• What to do:
Copy these items line for line, without changing anything.

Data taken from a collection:

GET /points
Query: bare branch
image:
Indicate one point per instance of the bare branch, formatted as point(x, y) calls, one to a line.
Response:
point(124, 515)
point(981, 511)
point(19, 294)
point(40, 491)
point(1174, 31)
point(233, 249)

• The output:
GET /points
Query: bare branch
image:
Indicate one point per instance of the bare branch, formatted as point(x, y) calls, one to a line.
Response:
point(124, 515)
point(981, 511)
point(19, 294)
point(40, 491)
point(1174, 31)
point(233, 249)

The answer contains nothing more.